**RECORDED INFORMATION**
§

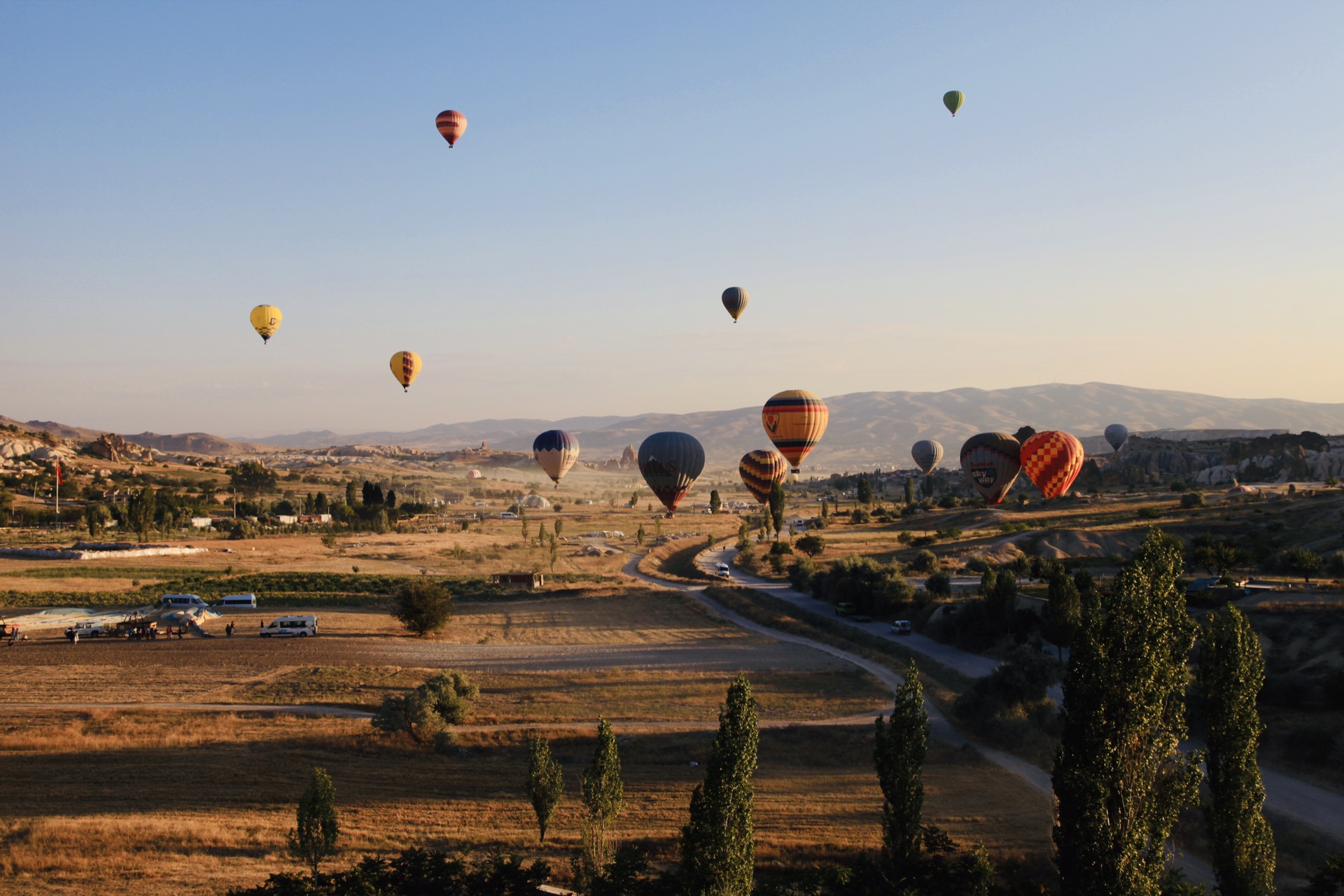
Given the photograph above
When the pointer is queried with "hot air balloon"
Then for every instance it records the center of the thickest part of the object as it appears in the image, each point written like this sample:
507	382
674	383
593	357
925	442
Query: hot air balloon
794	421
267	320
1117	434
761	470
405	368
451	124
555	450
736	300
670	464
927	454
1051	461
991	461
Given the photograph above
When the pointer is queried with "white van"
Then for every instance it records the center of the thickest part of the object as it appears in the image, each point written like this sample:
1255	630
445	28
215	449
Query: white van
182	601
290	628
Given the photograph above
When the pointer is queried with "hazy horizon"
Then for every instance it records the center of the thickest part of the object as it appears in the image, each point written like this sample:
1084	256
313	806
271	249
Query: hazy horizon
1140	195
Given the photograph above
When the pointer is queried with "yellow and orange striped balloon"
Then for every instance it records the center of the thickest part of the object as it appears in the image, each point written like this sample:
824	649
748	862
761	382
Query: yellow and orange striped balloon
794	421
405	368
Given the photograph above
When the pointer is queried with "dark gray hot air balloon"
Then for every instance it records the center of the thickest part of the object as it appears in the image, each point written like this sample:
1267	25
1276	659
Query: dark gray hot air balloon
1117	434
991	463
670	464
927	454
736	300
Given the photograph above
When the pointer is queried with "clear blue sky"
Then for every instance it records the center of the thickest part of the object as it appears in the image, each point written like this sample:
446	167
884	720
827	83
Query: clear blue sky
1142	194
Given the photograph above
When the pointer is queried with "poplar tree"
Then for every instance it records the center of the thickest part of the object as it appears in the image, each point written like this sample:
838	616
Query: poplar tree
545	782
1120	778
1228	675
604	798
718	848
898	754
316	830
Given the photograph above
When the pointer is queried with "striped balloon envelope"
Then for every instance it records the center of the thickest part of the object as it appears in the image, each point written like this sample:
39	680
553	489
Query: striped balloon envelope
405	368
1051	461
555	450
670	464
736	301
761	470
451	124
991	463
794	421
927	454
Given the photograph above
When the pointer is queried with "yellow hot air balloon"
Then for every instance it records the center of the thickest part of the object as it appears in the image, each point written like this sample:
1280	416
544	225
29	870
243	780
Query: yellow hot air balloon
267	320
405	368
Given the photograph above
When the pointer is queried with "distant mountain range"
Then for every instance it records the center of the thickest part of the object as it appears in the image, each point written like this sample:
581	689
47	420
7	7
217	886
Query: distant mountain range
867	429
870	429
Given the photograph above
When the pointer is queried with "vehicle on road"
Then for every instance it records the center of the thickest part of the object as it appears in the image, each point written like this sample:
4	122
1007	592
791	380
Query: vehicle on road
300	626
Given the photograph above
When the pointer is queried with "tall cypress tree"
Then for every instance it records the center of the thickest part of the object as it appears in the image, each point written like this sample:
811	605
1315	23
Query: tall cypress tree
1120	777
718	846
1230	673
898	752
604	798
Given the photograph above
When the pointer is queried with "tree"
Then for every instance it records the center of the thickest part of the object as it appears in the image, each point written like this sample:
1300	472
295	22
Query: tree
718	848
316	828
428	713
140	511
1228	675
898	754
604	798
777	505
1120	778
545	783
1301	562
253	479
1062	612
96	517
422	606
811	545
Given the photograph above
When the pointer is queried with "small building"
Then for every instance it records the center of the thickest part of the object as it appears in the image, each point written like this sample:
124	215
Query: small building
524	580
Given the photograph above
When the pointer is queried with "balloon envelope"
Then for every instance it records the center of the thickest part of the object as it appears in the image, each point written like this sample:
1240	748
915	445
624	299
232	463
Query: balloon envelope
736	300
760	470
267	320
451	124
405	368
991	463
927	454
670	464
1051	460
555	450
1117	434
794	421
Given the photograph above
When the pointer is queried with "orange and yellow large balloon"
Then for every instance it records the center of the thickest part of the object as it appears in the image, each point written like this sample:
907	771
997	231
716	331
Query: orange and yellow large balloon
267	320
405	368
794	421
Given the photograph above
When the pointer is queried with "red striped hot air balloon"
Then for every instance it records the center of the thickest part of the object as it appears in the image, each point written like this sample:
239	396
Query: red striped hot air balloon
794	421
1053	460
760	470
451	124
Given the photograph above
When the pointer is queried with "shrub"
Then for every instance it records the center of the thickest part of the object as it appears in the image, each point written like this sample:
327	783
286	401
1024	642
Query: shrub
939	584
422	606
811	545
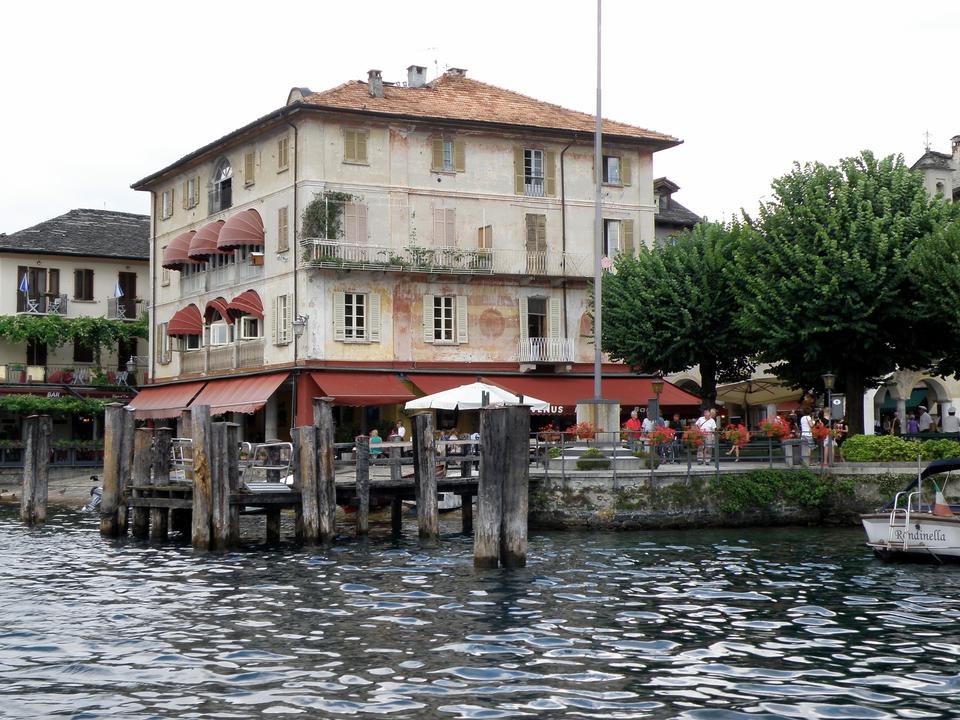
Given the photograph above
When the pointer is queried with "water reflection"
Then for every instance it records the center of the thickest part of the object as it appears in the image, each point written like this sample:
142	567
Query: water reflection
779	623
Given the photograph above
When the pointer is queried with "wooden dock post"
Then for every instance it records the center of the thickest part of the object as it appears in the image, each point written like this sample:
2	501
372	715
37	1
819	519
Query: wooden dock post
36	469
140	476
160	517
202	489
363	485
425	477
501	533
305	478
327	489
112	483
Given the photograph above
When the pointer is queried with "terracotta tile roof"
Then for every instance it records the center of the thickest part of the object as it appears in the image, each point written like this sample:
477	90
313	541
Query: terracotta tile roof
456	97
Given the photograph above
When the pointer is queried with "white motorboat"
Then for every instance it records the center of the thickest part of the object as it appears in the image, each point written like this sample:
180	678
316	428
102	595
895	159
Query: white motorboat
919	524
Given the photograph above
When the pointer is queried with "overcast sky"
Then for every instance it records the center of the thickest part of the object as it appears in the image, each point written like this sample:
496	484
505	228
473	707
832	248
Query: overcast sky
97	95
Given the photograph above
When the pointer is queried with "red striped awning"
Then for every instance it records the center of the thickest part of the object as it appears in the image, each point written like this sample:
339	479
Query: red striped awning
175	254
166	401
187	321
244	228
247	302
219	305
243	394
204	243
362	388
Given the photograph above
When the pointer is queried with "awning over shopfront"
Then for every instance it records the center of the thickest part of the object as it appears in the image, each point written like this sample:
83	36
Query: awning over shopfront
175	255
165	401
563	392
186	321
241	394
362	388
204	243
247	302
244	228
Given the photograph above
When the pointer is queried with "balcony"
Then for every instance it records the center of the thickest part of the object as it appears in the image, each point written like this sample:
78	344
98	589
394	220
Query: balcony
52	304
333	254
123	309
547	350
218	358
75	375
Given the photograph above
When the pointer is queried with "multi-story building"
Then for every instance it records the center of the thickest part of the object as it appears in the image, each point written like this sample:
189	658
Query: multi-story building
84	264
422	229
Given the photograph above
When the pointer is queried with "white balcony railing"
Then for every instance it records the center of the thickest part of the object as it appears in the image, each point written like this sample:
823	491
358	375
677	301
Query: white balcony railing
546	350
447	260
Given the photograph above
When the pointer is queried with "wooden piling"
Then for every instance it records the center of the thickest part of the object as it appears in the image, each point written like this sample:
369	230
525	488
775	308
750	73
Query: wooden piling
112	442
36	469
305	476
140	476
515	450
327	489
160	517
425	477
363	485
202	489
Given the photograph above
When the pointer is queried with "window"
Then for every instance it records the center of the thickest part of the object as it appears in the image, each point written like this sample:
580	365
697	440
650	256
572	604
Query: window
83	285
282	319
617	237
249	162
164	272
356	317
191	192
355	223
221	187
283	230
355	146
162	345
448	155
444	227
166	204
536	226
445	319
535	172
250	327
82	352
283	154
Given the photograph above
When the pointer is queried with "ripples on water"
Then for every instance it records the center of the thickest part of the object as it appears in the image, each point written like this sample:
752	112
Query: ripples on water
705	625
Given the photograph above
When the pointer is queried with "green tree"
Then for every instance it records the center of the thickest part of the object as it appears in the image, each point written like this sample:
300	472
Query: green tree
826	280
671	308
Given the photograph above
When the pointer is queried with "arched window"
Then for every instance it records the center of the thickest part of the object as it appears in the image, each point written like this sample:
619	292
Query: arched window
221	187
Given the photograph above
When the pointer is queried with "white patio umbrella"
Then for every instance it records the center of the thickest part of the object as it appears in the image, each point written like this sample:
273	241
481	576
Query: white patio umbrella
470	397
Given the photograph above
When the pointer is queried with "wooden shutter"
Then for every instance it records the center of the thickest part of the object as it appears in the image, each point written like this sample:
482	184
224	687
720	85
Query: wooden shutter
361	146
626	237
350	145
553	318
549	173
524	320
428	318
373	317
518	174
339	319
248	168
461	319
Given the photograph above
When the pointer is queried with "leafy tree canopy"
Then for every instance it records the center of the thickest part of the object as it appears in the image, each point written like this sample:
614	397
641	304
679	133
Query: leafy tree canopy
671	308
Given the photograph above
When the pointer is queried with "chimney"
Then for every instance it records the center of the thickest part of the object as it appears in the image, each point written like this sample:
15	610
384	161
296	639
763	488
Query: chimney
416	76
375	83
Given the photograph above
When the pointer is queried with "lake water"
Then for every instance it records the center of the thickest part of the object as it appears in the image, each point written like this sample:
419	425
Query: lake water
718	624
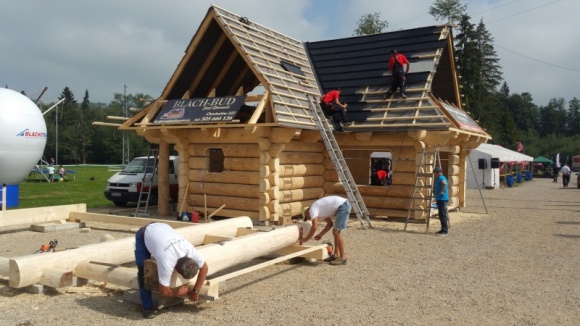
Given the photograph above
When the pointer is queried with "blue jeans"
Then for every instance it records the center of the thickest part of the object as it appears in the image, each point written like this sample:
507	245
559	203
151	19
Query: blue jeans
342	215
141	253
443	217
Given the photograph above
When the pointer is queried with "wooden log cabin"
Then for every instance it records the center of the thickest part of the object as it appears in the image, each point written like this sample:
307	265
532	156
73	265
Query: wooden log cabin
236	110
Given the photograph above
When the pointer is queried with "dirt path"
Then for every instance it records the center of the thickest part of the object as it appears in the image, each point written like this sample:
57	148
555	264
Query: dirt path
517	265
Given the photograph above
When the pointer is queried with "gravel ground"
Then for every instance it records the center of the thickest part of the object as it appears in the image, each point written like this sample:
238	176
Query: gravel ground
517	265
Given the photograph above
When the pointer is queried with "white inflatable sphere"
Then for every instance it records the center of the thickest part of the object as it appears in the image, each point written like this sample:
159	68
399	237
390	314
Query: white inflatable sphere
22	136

§

**YOUR GOAL**
Determine how many of the lines above contain the string "patio". State only the number.

**EXERCISE SOLUTION**
2